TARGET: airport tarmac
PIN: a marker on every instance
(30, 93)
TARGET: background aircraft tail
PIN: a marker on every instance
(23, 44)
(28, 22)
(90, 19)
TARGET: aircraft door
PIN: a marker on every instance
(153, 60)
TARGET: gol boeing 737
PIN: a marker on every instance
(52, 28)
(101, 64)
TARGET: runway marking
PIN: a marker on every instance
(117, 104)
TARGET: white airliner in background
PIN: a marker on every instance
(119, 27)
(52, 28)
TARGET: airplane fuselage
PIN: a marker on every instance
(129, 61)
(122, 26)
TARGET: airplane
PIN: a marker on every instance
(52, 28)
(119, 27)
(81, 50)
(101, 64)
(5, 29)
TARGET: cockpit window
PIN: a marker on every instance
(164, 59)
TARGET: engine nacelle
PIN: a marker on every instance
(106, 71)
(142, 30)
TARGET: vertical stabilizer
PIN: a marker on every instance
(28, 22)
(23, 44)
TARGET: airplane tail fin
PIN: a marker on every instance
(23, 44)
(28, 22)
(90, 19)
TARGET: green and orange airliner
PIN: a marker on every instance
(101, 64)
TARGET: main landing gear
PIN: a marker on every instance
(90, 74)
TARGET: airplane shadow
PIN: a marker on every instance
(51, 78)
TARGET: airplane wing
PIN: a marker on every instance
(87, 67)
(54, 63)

---

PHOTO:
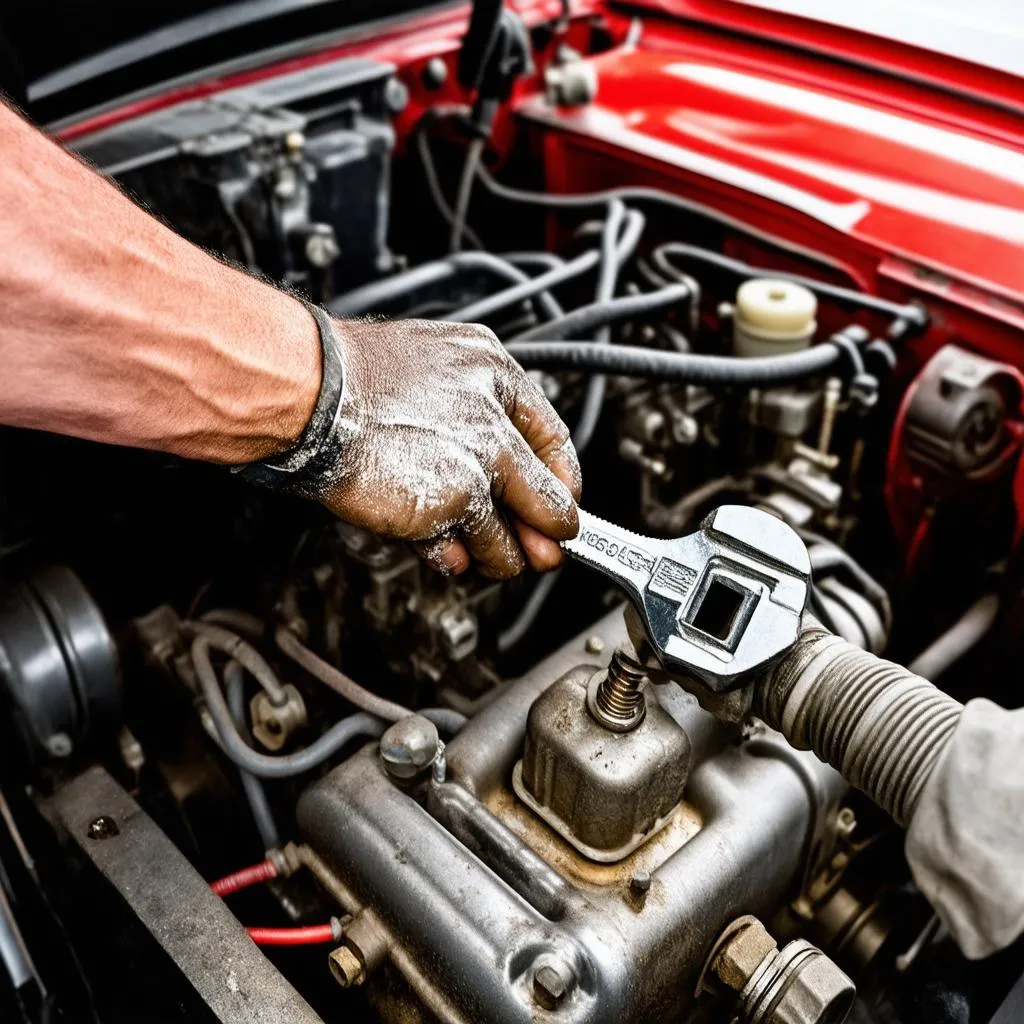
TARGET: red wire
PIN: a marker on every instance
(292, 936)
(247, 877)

* * *

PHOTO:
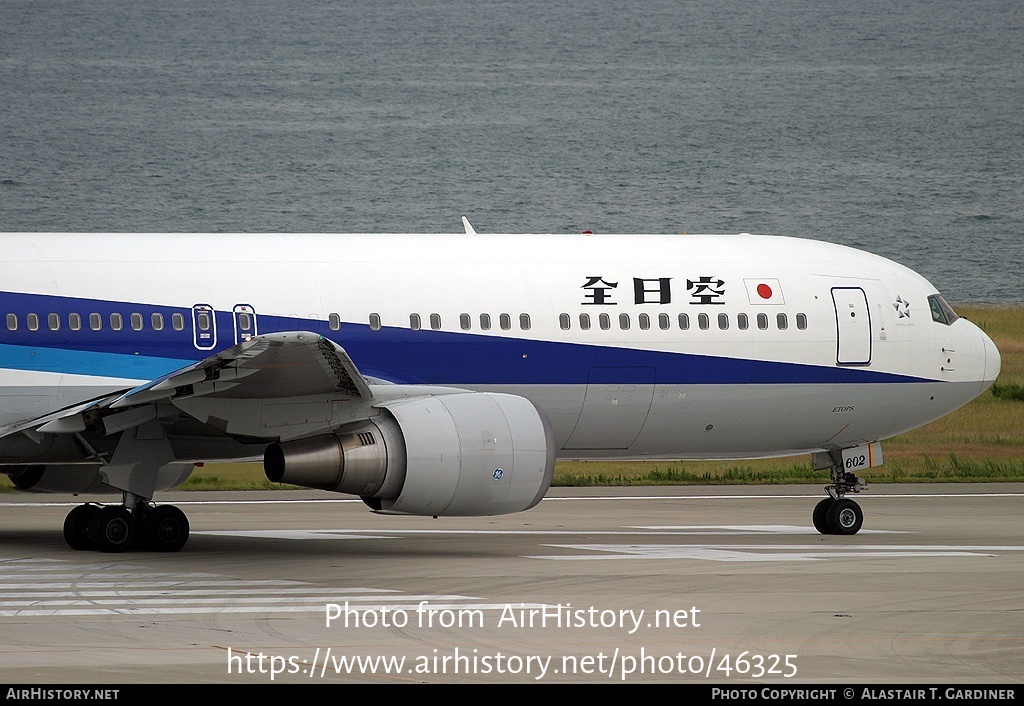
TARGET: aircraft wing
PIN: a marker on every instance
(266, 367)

▶ _課題の説明_
上の項目のうち、「background」という語を含む行を数え、その数だけを答えてください。大文字と小文字は区別します。

▶ _課題の答え_
2